- PROMPT -
Each line of the material must appear again in the answer, exactly.

- RECORDS PROVIDED -

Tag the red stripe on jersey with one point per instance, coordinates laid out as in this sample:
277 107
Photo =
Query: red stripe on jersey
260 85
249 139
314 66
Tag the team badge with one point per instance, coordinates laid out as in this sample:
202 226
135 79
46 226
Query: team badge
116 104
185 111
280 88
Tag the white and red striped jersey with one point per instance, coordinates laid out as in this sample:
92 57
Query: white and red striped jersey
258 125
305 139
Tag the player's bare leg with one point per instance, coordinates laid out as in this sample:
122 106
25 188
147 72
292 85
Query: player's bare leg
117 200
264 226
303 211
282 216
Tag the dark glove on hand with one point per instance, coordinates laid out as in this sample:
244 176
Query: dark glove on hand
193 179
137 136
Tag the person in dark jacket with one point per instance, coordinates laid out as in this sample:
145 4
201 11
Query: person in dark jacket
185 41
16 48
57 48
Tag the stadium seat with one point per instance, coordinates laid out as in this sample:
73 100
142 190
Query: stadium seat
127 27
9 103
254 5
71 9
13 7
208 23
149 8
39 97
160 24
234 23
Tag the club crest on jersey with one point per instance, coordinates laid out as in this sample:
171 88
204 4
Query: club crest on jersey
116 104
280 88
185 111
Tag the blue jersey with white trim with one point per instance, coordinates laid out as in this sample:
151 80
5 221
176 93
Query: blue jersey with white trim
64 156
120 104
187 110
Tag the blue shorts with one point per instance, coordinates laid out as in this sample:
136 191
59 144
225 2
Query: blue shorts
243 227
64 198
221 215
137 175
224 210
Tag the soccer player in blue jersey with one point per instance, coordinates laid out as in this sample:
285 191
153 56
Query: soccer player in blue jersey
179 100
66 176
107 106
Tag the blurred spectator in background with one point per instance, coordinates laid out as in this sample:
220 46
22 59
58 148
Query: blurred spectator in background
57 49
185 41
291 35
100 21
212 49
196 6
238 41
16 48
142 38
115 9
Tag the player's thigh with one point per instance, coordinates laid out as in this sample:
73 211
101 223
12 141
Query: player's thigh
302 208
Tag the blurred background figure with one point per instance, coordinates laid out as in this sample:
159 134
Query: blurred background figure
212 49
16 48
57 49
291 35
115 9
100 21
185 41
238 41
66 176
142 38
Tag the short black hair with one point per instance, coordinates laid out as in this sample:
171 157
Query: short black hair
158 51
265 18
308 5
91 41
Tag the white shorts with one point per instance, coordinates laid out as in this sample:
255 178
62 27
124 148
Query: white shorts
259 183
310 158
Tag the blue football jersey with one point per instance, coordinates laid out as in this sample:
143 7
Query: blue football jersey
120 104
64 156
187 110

- COMPLETED TASK -
Tag the red stripe on jersey with one point per instance, coordinates laid out as in this sample:
277 107
Photo =
Query: red stripe on jersey
260 85
249 139
314 66
Tag the team badge with one point per instance, coordinates laid out as in this sample:
202 226
135 79
46 226
Query: team badge
116 104
185 111
280 88
Tag the white and red striped jersey with one point per instance, coordinates laid out as in this sample:
92 57
Query: white and red striped jersey
258 125
305 139
Tag the player's bare leg with one point per instance, coordinates laid out as in this sample:
122 106
25 188
147 72
292 85
Query: player's bare leg
117 200
264 226
303 211
282 216
Tag the dark glove on hand with one point per instance, coordinates laid out as in this sample:
244 176
Query: dark glove on hand
193 179
137 136
Tag the person in dark jacket with one point per instance, coordinates laid out as in this sample:
145 4
201 11
Query: person in dark jacket
185 41
16 48
57 48
Tag the stadium seat with one point per instance, coordinates laid out as in this sample:
73 100
142 190
Query: stadium seat
127 27
9 103
254 5
71 9
13 7
208 23
149 8
39 97
160 24
234 23
Tag the club crest on jersey with one point per instance, coordinates laid out as in this sample:
171 88
204 4
Query: club crest on jersey
116 104
280 88
185 111
Tag the blue jersey with white trim with one point per instance, coordinates laid out as in this sample:
151 80
5 221
176 93
Query: blue jersey with white trim
64 156
120 104
187 110
Tag the blue shorts with one point per instance, coordinates laid out as in this sample:
136 191
59 144
225 2
Query: blue shorts
243 227
64 198
221 215
137 175
224 210
Tag the soccer player in blue jersey with one point per instance, coordinates laid out as in this sample:
285 191
153 56
Query: soccer player in blue jersey
179 100
66 176
107 106
Tag the blurred spectator in background with one point per instance, coordinates laid out as in this sample:
220 46
22 59
58 148
Query: blurred spectator in background
57 49
185 41
291 35
100 21
212 49
196 6
238 41
16 48
142 38
115 9
Tag the player's thigh with one point per instance, coordinates laid out as in this sample:
73 211
101 223
12 141
Query: player's thigh
302 208
Tag the blurred background figure with one point per instance, coordinates laid out as in this sample:
159 134
Query: blurred background figure
212 49
16 48
57 49
291 35
115 9
100 21
185 41
238 41
66 176
142 38
Tag the short black hair with one point per instance, coordinates laid out as in this sample:
171 157
Query: short black hair
158 51
265 18
308 5
91 41
Tag the white shorts with one point per instance, coordinates laid out as in this sample:
255 178
62 27
124 148
Query: white shorts
259 183
310 158
Tag the blue football jersey with one point per instance, coordinates laid out as in this sample:
143 7
Query: blue football jersey
120 104
64 156
187 110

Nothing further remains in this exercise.